- **Exercise passage**
────────────────────────────────────────

I’d be quite cautious about this blood test. Especially given that it doesn’t seem to indicate what kind of cancer, or where to look, if it comes back as a positive.
The veterinary oncologist sounds more like a gee-whiz marketer who got into the buzz bombs with Gina’s puppy than a prudent health-care professional.
Comment by H. Houlahan — April 15, 2010 @ 7:44 am
Uh, Heather, it’s important to know from whence you speak before you start lobbing aspersions around the room. Dr. Ogilvie is a veterinary oncology expert. His clinics specialize in cancer treatment. He isn’t a marketing shill I pulled out of thin air, and his interest is in treatment and cure, not selling a product. Gee-whiz couldn’t be further from the truth. The fact that you haven’t heard of him doesn’t disqualify his expertise. The piece (and Dr. Ogilvie) made it crystal clear that we’re talking about potential, still being investigated and verified. The concern for the quality of specificity is precisely one of the elements being looked at closely. Read Dr. Ogilvie’s quote and you’ll see he said just that. However, IF this proves to be a reliable first screening tool at veterinarians’ disposal, it COULD (and if you look at the article you’ll see that the word was highlighted in italics for emphasis) be an enormous step forward.
Comment by David S. Greene — April 15, 2010 @ 8:28 am
Dr. Ogilvie’s bio.
He’s a god in veterinary oncology circles, so much so that he’s a VIN consultant (and VIN boss Dr. Paul Pion has no tolerance for shills) and also has the respect and admiration of our own Christie Keith, who also has the finest-tuned of bullshit detectors.
Yes, Question Everything is our motto here, but in fact, the creds of this guy pass muster.
Comment by Gina Spadafori — April 15, 2010 @ 8:36 am
Dr. Greg Ogilvie is one of the veterinary experts I respect most in the world, and I thought his response was optimistic but measured — he clearly said IF this is as good in the real world as its proponents say it is, then this could really change our fight against cancer.
Comment by Christie Keith — April 15, 2010 @ 8:38 am
I don’t care about the argument from authority. This:
Imagine: A cancer free world for dogs. Wow. … Its PROMISE is exciting. The IMPACT could be massive.
borders on fanboy squee.
I could not find a single peer-reviewed paper on this process. Some on the websites of the sellers and developers that concluded that this marker has “promise,” but nothing in the medical journals.

────────────────────────────────────────

- **Extracted data**
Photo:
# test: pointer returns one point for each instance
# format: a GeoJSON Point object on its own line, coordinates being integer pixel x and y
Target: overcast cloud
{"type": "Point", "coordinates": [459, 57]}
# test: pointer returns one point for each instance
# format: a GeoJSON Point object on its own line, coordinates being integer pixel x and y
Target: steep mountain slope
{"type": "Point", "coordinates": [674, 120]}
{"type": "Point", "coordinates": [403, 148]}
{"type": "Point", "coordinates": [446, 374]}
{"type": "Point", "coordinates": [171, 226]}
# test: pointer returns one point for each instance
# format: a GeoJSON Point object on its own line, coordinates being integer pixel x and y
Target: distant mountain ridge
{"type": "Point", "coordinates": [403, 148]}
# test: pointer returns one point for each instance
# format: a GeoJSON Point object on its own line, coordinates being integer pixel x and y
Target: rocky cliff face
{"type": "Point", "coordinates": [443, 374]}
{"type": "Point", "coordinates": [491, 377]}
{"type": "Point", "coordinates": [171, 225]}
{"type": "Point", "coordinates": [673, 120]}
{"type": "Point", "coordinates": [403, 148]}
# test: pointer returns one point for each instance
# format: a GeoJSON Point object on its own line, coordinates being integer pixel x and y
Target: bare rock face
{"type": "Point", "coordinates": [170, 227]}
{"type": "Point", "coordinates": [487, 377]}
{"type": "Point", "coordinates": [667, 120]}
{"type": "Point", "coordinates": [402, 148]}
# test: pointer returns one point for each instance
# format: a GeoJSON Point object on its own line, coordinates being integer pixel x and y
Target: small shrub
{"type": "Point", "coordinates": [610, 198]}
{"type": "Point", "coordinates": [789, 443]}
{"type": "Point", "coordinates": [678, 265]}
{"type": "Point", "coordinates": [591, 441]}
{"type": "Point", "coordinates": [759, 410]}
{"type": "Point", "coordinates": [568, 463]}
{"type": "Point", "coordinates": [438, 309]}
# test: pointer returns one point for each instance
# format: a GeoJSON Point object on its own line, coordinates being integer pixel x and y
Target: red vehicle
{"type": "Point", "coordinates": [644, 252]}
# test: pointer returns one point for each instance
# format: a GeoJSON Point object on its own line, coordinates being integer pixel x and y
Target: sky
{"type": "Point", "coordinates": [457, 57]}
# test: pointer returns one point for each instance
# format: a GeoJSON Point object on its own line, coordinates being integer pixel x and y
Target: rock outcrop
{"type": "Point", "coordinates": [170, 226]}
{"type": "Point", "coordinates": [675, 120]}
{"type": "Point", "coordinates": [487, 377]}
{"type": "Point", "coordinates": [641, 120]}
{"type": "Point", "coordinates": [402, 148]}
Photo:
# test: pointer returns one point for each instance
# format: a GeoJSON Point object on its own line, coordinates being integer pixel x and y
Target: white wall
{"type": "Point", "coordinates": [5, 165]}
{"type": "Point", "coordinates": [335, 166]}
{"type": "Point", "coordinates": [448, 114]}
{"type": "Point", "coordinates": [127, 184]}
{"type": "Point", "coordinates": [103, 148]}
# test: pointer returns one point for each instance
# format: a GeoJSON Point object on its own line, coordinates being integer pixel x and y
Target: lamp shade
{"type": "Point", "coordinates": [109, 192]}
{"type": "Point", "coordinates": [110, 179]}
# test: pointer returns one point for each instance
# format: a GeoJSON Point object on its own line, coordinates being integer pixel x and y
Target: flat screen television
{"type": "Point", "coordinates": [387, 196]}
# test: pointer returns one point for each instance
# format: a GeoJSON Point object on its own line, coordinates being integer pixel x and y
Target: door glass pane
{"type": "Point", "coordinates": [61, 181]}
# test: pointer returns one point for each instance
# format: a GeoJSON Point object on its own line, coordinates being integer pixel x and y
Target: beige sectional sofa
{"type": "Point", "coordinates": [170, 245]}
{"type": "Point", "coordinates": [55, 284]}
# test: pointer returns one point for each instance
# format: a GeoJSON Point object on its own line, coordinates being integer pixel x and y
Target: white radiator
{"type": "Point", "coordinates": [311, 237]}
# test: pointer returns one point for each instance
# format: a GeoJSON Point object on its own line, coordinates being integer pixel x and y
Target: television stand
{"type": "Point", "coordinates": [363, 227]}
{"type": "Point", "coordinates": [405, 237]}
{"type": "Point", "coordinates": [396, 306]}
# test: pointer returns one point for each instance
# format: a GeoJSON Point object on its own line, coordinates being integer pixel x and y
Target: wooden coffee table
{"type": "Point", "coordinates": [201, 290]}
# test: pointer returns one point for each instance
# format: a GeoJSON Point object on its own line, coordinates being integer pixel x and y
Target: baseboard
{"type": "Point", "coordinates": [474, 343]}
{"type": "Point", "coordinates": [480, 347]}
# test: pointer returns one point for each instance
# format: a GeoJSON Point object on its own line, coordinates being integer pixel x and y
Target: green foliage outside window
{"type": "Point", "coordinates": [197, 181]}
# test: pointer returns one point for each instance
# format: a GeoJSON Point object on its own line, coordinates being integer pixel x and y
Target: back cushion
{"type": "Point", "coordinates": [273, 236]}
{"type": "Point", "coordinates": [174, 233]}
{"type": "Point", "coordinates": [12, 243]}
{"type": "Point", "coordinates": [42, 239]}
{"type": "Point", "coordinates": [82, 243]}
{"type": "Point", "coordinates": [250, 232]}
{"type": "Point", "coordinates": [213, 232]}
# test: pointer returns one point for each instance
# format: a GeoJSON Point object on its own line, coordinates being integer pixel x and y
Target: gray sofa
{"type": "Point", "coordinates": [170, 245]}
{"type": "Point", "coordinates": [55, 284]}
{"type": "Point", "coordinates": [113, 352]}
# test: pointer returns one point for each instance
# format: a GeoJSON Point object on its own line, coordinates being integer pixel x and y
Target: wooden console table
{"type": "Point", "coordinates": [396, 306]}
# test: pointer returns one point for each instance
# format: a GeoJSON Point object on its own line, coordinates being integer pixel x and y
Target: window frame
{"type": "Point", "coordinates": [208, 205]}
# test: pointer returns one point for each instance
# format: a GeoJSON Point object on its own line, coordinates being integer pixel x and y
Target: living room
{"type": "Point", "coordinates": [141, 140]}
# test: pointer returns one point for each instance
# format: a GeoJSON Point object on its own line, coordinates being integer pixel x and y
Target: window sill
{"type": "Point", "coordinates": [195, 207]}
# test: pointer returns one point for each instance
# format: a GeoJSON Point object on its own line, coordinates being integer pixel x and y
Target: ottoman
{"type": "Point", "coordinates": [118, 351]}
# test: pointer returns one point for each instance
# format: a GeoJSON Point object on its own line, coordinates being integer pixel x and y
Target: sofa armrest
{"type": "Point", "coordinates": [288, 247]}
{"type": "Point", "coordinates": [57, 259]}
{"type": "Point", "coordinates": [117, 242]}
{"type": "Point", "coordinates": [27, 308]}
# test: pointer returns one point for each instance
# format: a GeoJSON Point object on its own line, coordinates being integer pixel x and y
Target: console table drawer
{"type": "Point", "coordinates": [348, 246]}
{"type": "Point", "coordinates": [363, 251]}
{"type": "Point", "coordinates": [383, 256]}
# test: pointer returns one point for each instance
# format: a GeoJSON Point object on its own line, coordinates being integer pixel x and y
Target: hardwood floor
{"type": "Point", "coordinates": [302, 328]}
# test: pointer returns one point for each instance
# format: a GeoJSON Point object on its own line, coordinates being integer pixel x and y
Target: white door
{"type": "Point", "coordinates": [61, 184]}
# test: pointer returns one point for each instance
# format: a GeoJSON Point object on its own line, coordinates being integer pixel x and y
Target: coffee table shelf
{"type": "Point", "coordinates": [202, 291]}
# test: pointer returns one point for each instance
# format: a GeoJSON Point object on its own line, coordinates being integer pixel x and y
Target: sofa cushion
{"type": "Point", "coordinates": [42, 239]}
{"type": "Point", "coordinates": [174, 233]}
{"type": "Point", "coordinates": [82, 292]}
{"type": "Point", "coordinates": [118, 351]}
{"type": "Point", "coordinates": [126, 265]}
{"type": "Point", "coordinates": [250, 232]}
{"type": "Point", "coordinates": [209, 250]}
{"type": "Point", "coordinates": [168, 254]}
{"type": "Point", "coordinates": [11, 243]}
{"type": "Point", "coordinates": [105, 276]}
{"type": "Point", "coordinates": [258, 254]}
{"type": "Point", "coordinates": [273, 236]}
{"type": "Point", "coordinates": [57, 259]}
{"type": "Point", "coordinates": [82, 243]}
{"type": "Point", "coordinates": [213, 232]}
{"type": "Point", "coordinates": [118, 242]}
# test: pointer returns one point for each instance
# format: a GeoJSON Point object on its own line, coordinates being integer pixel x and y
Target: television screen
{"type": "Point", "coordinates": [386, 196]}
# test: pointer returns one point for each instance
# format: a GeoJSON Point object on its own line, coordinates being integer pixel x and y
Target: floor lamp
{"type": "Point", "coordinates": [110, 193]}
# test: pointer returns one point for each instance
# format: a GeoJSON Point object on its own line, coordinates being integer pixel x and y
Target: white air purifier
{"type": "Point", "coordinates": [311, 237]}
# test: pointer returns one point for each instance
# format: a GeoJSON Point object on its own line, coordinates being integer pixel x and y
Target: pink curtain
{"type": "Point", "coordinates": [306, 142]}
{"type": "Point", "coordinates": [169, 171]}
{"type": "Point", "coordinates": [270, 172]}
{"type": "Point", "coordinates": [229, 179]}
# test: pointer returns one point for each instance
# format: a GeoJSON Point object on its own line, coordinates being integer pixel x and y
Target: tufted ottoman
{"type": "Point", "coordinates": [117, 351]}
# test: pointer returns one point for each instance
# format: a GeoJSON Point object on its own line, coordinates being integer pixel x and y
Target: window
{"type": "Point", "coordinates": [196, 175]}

────────────────────────────────────────

- **Task set**
A – Please repeat the stretch of the dog cancer blood test comment thread from "Yes, Question Everything" through "could be massive.", swapping "optimistic" for "hopeful".
B – Carry the comment thread on the dog cancer blood test forward from its final line.

- **Results of the exercise**
A –
Yes, Question Everything is our motto here, but in fact, the creds of this guy pass muster.
Comment by Gina Spadafori — April 15, 2010 @ 8:36 am
Dr. Greg Ogilvie is one of the veterinary experts I respect most in the world, and I thought his response was hopeful but measured — he clearly said IF this is as good in the real world as its proponents say it is, then this could really change our fight against cancer.
Comment by Christie Keith — April 15, 2010 @ 8:38 am
I don’t care about the argument from authority. This:
Imagine: A cancer free world for dogs. Wow. … Its PROMISE is exciting. The IMPACT could be massive.

B –
I expect to see the peer-reviewed studies of the ACTUAL PRODUCT that is being sold before someone starts hawking a medical test for north of $100 per. Specifically, I want to see statistically significant samples — preferably large clinical trials — that reveal the actual incidence of both false positives and false negatives.
It should not be up to patients — or in the case of animals, the owners of patients — to foot the bill to find out whether a test is any damned good or not.
Comment by H. Houlahan — April 15, 2010 @ 9:05 am
I checked the Bicourex financial reports (it is a public company) and web site and could not find reference to any actual studies, just the confidence interval. I am curious about it.
Comment by Erich Riesenberg — April 15, 2010 @ 9:53 am
Healther said:
“I don’t care about the argument from authority.”
You also apparently don’t understand what it is.
First, you questioned Dr. Ogilvie’s credentials, to which giving them is the only possible response.
However, even had you not, the “argument from authority” is only a logical fallacy when the “authority” isn’t one, or the authority is making a fallacious claim despite being a genuine expert in his or her field.
Since Dr. Ogilvie’s only claim was that this was promising and exciting and, if it pans out, could really change the face of veterinary cancer treatment, and he’s perhaps one of the most renowned veterinary oncologists in the world, there was no logical fallacy in sharing his expert take on this with the world.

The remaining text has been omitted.